== Provided information ==
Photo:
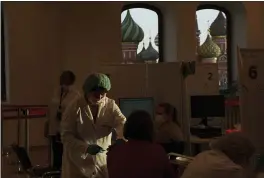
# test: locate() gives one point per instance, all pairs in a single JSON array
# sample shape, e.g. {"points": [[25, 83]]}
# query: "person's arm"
{"points": [[119, 121], [69, 130], [168, 171]]}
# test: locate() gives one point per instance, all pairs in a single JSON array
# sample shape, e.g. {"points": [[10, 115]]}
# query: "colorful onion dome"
{"points": [[198, 32], [139, 55], [150, 54], [209, 49], [156, 40], [131, 31], [218, 27]]}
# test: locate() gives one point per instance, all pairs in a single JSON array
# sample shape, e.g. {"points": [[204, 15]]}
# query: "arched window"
{"points": [[141, 33], [214, 26], [3, 59]]}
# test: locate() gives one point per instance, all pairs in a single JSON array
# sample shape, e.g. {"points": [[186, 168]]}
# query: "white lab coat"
{"points": [[78, 130], [213, 164], [53, 122]]}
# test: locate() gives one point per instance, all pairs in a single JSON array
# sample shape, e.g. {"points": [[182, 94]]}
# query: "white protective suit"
{"points": [[78, 130], [213, 164], [54, 123]]}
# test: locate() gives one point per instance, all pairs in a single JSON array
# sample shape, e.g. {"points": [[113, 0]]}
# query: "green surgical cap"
{"points": [[97, 80]]}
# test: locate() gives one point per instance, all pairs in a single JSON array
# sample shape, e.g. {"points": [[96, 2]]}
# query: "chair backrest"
{"points": [[22, 157]]}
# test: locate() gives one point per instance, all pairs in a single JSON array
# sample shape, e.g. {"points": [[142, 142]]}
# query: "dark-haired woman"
{"points": [[139, 157]]}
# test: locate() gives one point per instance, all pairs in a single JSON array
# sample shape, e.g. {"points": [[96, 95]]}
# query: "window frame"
{"points": [[160, 23], [3, 59], [229, 49]]}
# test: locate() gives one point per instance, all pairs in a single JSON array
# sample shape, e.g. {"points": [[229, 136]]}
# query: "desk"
{"points": [[198, 141]]}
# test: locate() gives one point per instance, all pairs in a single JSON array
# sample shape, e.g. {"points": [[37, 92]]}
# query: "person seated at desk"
{"points": [[168, 131], [139, 157], [228, 158]]}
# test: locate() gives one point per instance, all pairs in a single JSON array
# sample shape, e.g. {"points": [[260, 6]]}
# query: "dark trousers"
{"points": [[57, 149]]}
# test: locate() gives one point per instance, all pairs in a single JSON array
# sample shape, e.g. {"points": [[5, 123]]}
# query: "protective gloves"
{"points": [[94, 149]]}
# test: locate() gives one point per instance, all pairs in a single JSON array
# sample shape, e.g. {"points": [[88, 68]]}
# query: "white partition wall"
{"points": [[251, 79]]}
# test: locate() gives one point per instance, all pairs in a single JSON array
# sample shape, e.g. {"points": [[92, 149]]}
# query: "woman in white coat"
{"points": [[86, 130], [229, 158]]}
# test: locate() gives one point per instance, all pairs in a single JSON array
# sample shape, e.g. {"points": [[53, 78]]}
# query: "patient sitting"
{"points": [[139, 157]]}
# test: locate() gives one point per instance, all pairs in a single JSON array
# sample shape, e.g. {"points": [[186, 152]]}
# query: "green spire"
{"points": [[131, 31]]}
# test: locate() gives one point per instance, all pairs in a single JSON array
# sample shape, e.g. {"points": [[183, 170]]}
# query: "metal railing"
{"points": [[21, 114]]}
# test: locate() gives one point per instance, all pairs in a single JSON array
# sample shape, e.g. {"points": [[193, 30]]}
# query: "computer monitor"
{"points": [[204, 106], [128, 105]]}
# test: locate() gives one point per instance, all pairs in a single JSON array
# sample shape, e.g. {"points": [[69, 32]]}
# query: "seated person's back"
{"points": [[168, 131], [228, 159], [139, 157]]}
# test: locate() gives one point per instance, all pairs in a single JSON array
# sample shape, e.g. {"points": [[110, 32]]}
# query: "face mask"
{"points": [[95, 102]]}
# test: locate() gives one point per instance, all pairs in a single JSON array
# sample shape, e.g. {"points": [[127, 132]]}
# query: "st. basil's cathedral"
{"points": [[211, 51]]}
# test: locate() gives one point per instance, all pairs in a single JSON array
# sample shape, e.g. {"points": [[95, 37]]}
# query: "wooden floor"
{"points": [[38, 155], [10, 168]]}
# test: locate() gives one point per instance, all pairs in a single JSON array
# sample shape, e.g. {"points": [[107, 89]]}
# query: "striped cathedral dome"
{"points": [[149, 54], [218, 27], [209, 49], [131, 31]]}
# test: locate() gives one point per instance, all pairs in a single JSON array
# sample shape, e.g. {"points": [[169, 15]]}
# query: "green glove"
{"points": [[94, 149]]}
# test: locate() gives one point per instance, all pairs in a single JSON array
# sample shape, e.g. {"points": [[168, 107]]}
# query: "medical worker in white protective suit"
{"points": [[86, 130], [229, 158]]}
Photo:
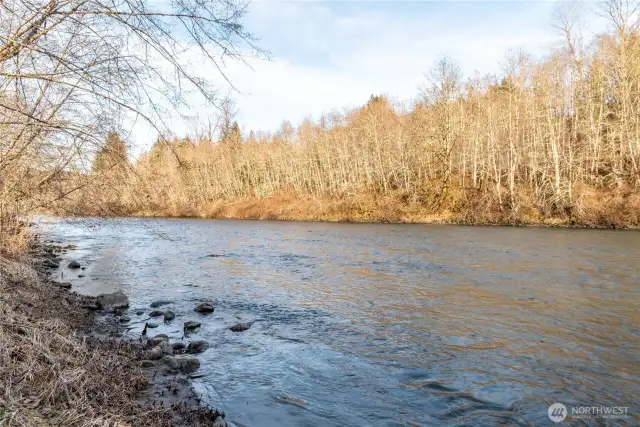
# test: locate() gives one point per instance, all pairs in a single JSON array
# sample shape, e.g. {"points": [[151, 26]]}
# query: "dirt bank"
{"points": [[64, 362]]}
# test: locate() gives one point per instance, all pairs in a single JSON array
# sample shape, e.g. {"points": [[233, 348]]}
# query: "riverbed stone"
{"points": [[204, 308], [240, 327], [184, 364], [160, 303], [178, 347], [155, 353], [196, 347], [191, 325], [113, 300]]}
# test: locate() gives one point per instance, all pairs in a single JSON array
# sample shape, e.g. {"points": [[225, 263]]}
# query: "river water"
{"points": [[383, 325]]}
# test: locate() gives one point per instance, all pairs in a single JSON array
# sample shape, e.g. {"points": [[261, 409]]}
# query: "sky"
{"points": [[328, 55]]}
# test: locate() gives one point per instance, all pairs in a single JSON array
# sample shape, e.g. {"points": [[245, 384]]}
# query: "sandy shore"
{"points": [[67, 360]]}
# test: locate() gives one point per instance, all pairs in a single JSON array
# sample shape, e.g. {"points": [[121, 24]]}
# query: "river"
{"points": [[383, 325]]}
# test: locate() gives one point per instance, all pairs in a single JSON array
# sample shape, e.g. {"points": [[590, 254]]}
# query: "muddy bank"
{"points": [[67, 359]]}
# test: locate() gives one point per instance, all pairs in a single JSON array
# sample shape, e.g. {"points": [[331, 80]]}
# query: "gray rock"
{"points": [[160, 303], [155, 353], [196, 347], [159, 339], [240, 327], [178, 347], [219, 422], [114, 300], [204, 308], [191, 325], [184, 364]]}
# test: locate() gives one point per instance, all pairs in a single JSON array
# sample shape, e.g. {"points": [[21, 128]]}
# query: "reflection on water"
{"points": [[386, 324]]}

== Given task ==
All of the entries above should be duplicated exactly, except for the pictures.

== Solved exercise ==
Photo:
# test: locate() gives one point per instance, all pairs in a single JSON array
# sample shape, e.g. {"points": [[25, 83]]}
# query: "person's arm"
{"points": [[119, 121], [69, 130], [168, 171]]}
# test: locate() gives one point per instance, all pairs in a single JSON array
# sample shape, e.g. {"points": [[10, 115]]}
# query: "colorful onion dome"
{"points": [[198, 32], [139, 55], [150, 54], [209, 49], [156, 40], [131, 31], [218, 27]]}
# test: locate() gives one point per instance, all pairs in a single JSON array
# sample shape, e.g. {"points": [[204, 15]]}
# query: "arched window"
{"points": [[141, 33], [214, 26], [3, 59]]}
# test: locate() gives one point per instance, all pairs in a single JSON array
# sample shape, e.g. {"points": [[186, 168]]}
# query: "white lab coat"
{"points": [[78, 130], [213, 164], [53, 122]]}
# test: locate() gives one point per instance, all pairs in a single JSON array
# sample shape, e.g. {"points": [[182, 94]]}
# query: "white protective suit"
{"points": [[78, 130], [213, 164], [54, 123]]}
# test: locate() gives one point per instance, all pairs in a single JSON array
# sample shape, e.g. {"points": [[113, 0]]}
# query: "green surgical cap"
{"points": [[97, 80]]}
# test: locate() gives one point per instance, all pairs in a single JSON array
# sample shape, e.g. {"points": [[96, 2]]}
# query: "chair backrest"
{"points": [[22, 157]]}
# test: locate() gives one point per instance, all pairs in a single JSON array
# sample shape, e.g. {"points": [[142, 142]]}
# query: "dark-haired woman"
{"points": [[139, 157]]}
# test: locate() gives one point per instance, all pairs in a single JSON array
# sample shape, e.g. {"points": [[96, 95]]}
# query: "window frame"
{"points": [[160, 23], [3, 59], [229, 49]]}
# test: locate() gives one point per instance, all pairs in a single JSON array
# sample shape, e.g. {"points": [[229, 136]]}
# query: "desk"
{"points": [[198, 141]]}
# test: locate() gives one point per instance, all pairs in a single JSON array
# sample shape, e.g. {"points": [[37, 92]]}
# query: "person seated at desk"
{"points": [[168, 131], [139, 157], [228, 158]]}
# test: locate() gives one point per instance, all pairs in a single JSON array
# sample shape, e.g. {"points": [[260, 6]]}
# query: "dark trousers"
{"points": [[57, 149]]}
# test: locate() gives one point per instance, all pairs in a single JSON array
# sample shape, e.g. {"points": [[5, 123]]}
# query: "protective gloves"
{"points": [[94, 149]]}
# test: locate() gives one point per instance, all pairs in a single JSON array
# sample shape, e.g. {"points": [[88, 68]]}
# query: "white partition wall"
{"points": [[251, 79]]}
# test: locate() gives one point per instance, all pairs in a single JSON array
# sample shape, e.g. {"points": [[92, 149]]}
# query: "woman in white coat"
{"points": [[86, 130], [229, 158]]}
# test: locate() gives one point per instance, all pairs in a single JSON array
# sample shape, e.g. {"points": [[53, 78]]}
# query: "patient sitting"
{"points": [[139, 157]]}
# test: locate() gives one point per instance, all pairs in a single JSON array
# sample shape, e.g. {"points": [[186, 152]]}
# query: "green spire"
{"points": [[131, 31]]}
# test: locate() gives one point per instance, all pairs in a single JSON array
# sample shape, e.g. {"points": [[183, 170]]}
# query: "metal railing"
{"points": [[21, 114]]}
# test: locate() gives one point per instance, all pairs in a single JSON array
# sample shape, e.g. {"points": [[193, 30]]}
# query: "computer monitor"
{"points": [[204, 106], [128, 105]]}
# test: locate() gives one point per instance, all pairs in a single JSON array
# sample shape, e.g. {"points": [[69, 32]]}
# query: "seated person's back"
{"points": [[168, 131], [228, 159], [139, 157]]}
# test: locate() gives one point per instance, all pairs in a single JSON array
# sample shape, e.g. {"points": [[110, 32]]}
# query: "face mask"
{"points": [[95, 102]]}
# test: locate() gives one point per instance, all pairs in a single JSON array
# sample shape, e.g. {"points": [[127, 132]]}
# query: "st. basil's cathedral"
{"points": [[211, 51]]}
# test: locate() gives one point per instance, all pairs in a single JSON array
# sample shape, e.g. {"points": [[95, 37]]}
# query: "wooden floor"
{"points": [[38, 155], [10, 168]]}
# test: locate() gives one point per instance, all pairs in a single JSON array
# sample shape, e.g. {"points": [[107, 89]]}
# query: "striped cathedral dome"
{"points": [[149, 54], [218, 27], [209, 49], [131, 31]]}
# test: locate() gives one point per instance, all pairs in a single JSON array
# sample shape, e.g. {"points": [[169, 15]]}
# query: "green glove"
{"points": [[94, 149]]}
# test: locate() gives one point per instance, all pairs in a single JSON array
# sample shape, e.g. {"points": [[168, 107]]}
# query: "medical worker in white protective suit"
{"points": [[86, 130], [229, 158]]}
Photo:
# test: locate() gives one point per instance, all pairs in a single JSON array
# sample shape, e.g. {"points": [[151, 26]]}
# query: "dirt bank"
{"points": [[64, 362]]}
# test: locate() gives one point per instance, all pairs in a single JSON array
# sample shape, e.g. {"points": [[233, 348]]}
# query: "riverbed stone"
{"points": [[204, 308], [240, 327], [184, 364], [160, 303], [178, 347], [155, 353], [196, 347], [191, 325], [113, 300]]}
# test: locate() gives one point per instance, all pairs in a single JSON array
# sample shape, e.g. {"points": [[225, 263]]}
# query: "river water"
{"points": [[383, 325]]}
# test: locate() gives one point per instance, all pairs in a single JSON array
# sample shape, e.g. {"points": [[261, 409]]}
# query: "sky"
{"points": [[328, 55]]}
# test: locate() gives one point per instance, all pairs in a single JSON array
# sample shape, e.g. {"points": [[245, 384]]}
# query: "sandy shore"
{"points": [[67, 360]]}
# test: locate() gives one point per instance, all pairs in a single JSON array
# sample shape, e.g. {"points": [[121, 24]]}
# query: "river"
{"points": [[383, 325]]}
# test: locate() gives one point per instance, all pairs in a single JSON array
# sample shape, e.g. {"points": [[590, 254]]}
# query: "muddy bank"
{"points": [[67, 359]]}
# test: locate() gives one point per instance, all pairs in a single JSON array
# sample shape, e.g. {"points": [[331, 80]]}
# query: "gray rock"
{"points": [[160, 303], [155, 353], [196, 347], [159, 339], [240, 327], [178, 347], [219, 422], [114, 300], [204, 308], [191, 325], [184, 364]]}
# test: locate() gives one point per instance, all pairs in a single JSON array
# sample shape, e.g. {"points": [[21, 128]]}
# query: "reflection on water"
{"points": [[386, 324]]}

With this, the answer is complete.